## PROBLEM DETAILS
Pictures in the records are to be excluded from an otherwise exact copy.

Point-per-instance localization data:
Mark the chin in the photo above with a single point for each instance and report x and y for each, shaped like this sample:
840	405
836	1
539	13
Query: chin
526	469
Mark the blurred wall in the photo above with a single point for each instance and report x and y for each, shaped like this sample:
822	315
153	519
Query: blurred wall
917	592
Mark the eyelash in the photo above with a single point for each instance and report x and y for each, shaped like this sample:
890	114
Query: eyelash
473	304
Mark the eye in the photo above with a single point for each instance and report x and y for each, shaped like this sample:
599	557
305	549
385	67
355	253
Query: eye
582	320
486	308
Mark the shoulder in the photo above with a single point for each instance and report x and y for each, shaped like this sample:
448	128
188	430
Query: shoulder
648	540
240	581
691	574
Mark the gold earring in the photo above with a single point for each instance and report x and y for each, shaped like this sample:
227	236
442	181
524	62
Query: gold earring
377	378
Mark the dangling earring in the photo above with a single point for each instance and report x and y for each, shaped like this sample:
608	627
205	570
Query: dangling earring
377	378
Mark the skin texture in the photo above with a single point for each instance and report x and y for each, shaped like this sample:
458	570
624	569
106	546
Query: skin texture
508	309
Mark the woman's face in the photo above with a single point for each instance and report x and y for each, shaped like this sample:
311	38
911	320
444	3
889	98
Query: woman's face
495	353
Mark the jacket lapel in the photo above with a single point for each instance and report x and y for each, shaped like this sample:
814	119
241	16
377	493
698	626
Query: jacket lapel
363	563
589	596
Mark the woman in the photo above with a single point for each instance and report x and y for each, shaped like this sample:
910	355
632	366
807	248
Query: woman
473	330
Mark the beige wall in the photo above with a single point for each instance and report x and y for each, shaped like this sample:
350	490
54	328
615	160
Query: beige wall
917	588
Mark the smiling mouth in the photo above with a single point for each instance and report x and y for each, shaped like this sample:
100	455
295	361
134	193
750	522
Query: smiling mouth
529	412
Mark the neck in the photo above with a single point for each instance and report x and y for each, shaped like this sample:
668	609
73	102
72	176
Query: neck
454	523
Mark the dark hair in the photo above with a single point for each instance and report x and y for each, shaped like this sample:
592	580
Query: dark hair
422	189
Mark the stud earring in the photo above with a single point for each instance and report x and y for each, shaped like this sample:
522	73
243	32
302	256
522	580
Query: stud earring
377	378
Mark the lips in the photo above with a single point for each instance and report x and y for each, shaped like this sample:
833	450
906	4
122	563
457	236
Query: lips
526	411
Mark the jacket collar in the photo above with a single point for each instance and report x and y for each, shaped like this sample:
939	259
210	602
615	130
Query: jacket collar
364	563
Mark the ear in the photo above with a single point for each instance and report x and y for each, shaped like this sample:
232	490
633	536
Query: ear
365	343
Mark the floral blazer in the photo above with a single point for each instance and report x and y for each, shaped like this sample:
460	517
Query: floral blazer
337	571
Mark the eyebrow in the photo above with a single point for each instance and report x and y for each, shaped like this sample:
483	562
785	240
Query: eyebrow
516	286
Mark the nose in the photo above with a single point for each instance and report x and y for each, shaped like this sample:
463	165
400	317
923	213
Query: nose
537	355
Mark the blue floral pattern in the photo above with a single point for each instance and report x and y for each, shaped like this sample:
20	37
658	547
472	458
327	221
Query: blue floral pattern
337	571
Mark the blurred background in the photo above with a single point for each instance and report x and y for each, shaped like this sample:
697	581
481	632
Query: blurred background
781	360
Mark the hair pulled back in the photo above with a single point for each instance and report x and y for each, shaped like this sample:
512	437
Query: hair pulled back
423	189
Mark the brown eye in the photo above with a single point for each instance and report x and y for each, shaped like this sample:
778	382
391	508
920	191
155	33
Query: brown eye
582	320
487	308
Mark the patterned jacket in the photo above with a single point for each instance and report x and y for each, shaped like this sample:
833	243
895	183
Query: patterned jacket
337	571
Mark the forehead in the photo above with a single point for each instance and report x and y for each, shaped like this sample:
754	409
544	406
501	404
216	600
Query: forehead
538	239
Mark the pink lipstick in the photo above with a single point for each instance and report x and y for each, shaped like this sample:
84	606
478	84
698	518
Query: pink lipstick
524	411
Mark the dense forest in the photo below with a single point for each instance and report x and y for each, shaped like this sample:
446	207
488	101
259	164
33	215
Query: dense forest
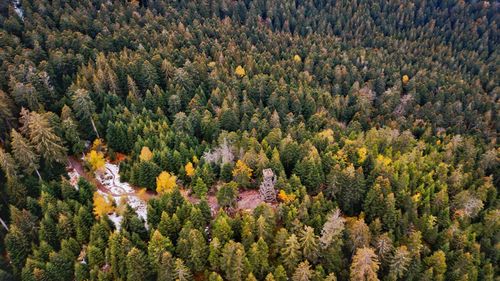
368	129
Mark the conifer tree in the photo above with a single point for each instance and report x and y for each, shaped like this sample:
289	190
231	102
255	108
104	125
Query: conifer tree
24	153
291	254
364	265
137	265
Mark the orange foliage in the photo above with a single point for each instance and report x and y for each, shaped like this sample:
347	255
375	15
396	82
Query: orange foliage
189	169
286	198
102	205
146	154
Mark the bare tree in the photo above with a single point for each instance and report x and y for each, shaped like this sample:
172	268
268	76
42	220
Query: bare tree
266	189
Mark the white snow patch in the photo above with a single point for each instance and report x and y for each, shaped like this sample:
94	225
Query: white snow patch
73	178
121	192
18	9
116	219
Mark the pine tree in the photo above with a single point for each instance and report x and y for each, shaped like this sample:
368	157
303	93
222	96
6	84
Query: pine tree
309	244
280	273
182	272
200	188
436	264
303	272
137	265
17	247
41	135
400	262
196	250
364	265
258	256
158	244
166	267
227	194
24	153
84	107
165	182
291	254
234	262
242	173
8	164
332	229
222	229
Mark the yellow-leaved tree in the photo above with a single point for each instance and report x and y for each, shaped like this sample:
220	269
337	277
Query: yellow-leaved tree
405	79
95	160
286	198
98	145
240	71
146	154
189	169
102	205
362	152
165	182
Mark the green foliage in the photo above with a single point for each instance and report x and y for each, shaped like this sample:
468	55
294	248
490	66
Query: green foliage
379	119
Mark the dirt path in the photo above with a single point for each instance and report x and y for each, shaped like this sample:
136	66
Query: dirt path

## WRITTEN REPLY
Mark the chin in the photo above with a single point for each instance and report x and y for each, shaped like this sample:
840	405
836	1
539	13
Query: chin
526	469
Mark the blurred wall in the photo above with a single point for each instance and report x and y for each, shaped like this sample:
822	315
153	519
Query: blurred wall
917	592
Mark the eyelash in the photo above with a single point for each instance and report x and y for each, shaped like this sample:
890	114
Query: eyelash
473	304
Mark the eye in the photo above with a single point for each instance and report x and y for each, shaped like this sample:
599	557
305	549
385	67
355	253
Query: eye
582	320
486	308
Mark the shoulder in the photo above with a single point for each instance and report x and y for each, shaped like this sample:
448	128
188	430
Query: shoulder
648	540
240	581
691	574
Mark the gold earring in the photo above with a single point for each instance and report x and y for each, shaped like this sample:
227	236
442	181
524	62
Query: gold earring
377	378
Mark the dangling earring in the photo above with a single point for each instance and report x and y for each, shaped like this sample:
608	627
205	570
Query: dangling earring
377	378
Mark the skin texture in the photo above with a single point for each instance and report x and y for each, shaped like this sample:
458	570
624	569
106	546
Query: skin texture
508	309
Mark the woman's face in the photo above with a single point for each instance and report x and y for each, shaped like this sample:
311	38
911	320
444	3
889	98
Query: woman's face
495	353
Mark the jacket lapel in the photo above with a single point for each instance and report x and y for each, shaped like this sample:
814	119
241	16
377	493
698	626
Query: jacket lapel
363	563
589	596
Mark the woman in the photo above with a single point for each instance and report x and y for each, shaped like this sample:
910	355
632	366
807	248
Query: woman
473	330
Mark the beige wall in the photo above with a single point for each instance and report x and y for each, shaped like this sample:
350	490
54	328
615	160
Query: beige wall
917	588
Mark the smiling mouth in the photo above with a single point for each instance and report x and y for each, shaped like this sample:
100	455
295	361
134	193
750	522
Query: smiling mouth
529	412
Mark the neck in the photo above with a single point for each instance and report x and y for each, shaped like this sample:
668	609
73	102
72	176
Query: neck
454	523
Mark the dark hair in the photo above with a single point for each instance and report x and y for each, shaped like this sample:
592	580
Query: dark hair
422	189
Mark the stud earring in the photo above with a single point for each instance and report x and y for each, shaped like this sample:
522	73
243	32
302	256
522	580
Query: stud earring
377	378
Mark the lips in the photo above with a single point for each instance and report x and y for each, shaped like this sample:
833	450
906	4
122	563
457	236
Query: lips
526	411
Mark the jacket collar in the photo above with a single point for each instance and report x and y for each, shaped like this sample:
939	259
210	602
615	130
Query: jacket collar
364	563
Mark the ear in the photo above with a single point for each instance and report x and y for each, shaped like this sample:
232	490
633	536
Query: ear
365	343
Mark the floral blazer in the photo above with a single point for each instance and report x and y for each, shaped like this sample:
460	517
Query: floral blazer
337	571
Mark the eyebrow in the photo above with a single point for each instance and report x and y for each, shaped like this sample:
483	562
785	240
Query: eyebrow
516	286
Mark the nose in the photo above with a single point for each instance and report x and y for each, shaped like this sample:
463	165
400	317
923	213
Query: nose
537	355
Mark the blue floral pattern in the photo above with a single point for each instance and report x and y for each, shaped like this sample:
20	37
658	547
472	458
327	221
Query: blue floral pattern
337	571
Mark the blurred background in the photo above with a single point for each instance and report x and y for each, shaped like this sample:
697	581
481	632
Query: blurred background
781	360
Mark the hair pulled back in the photo above with a single point for each instance and report x and y for each, shaped like this sample:
512	437
Query: hair pulled back
423	189
Mark the brown eye in the photo above with a single point for each instance and report x and y for each, shaped like this sample:
778	382
391	508
920	191
155	33
Query: brown eye
582	320
487	308
Mark the patterned jacket in the photo above with a single point for each instance and report x and y for each, shaped like this sample:
833	243
895	183
Query: patterned jacket
337	571
Mark the forehead in the photo above with a single point for each instance and report x and y for each, shaped like this sample:
754	409
544	406
501	404
216	600
Query: forehead
538	239
Mark the pink lipstick in the photo above with a single point for each instance and report x and y for each, shaped like this sample:
84	606
478	84
698	518
Query: pink lipstick
524	411
Mark the dense forest in the photo below with a single point for each instance and report x and y for each, shaped like this sample:
446	207
488	101
259	164
33	215
Query: dense forest
368	129
Mark the conifer tree in the photo above with a single point for each instance and report x and y for each, shaped like this sample:
289	190
231	102
255	108
104	125
Query: conifer tree
24	153
291	254
364	265
137	265
Mark the orange foliage in the photo above with a single point for each instance and report x and y for each, shaped like this sample:
347	255
375	15
396	82
Query: orange foliage
189	169
286	198
102	205
146	154
Mark the bare tree in the photo above with a single point for each instance and report x and y for each, shaped like this sample:
172	268
268	76
42	220
Query: bare tree
266	189
Mark the white snow patch in the photo above with a single point for each instance and report x and y for each, shaped like this sample:
94	225
Query: white snow patch
73	178
121	192
18	9
116	219
Mark the pine tree in the photo above with a single point for each instance and report x and y for each, shaped like this sample:
368	157
303	93
222	96
6	84
Query: pine tree
309	244
280	273
182	272
200	188
436	264
303	272
137	265
17	247
41	135
400	262
196	250
364	265
258	256
158	244
166	267
227	194
24	153
84	107
165	182
291	254
234	262
242	173
8	164
332	229
222	229
Mark the yellow-leaved tree in the photo above with a single point for each instance and report x and y for each, shaped like this sample:
220	269
337	277
Query: yellow-leaved tree
405	79
95	160
286	198
98	145
240	71
146	154
189	169
102	205
362	152
165	182
Mark the green foliage in the photo above with a single point for each instance and report x and y for each, shaped like this sample:
468	55
294	248
490	66
Query: green foliage
379	119
Mark the dirt path in the photo above with a single point for each instance and report x and y for each, shaped like this sample:
136	66
Query: dirt path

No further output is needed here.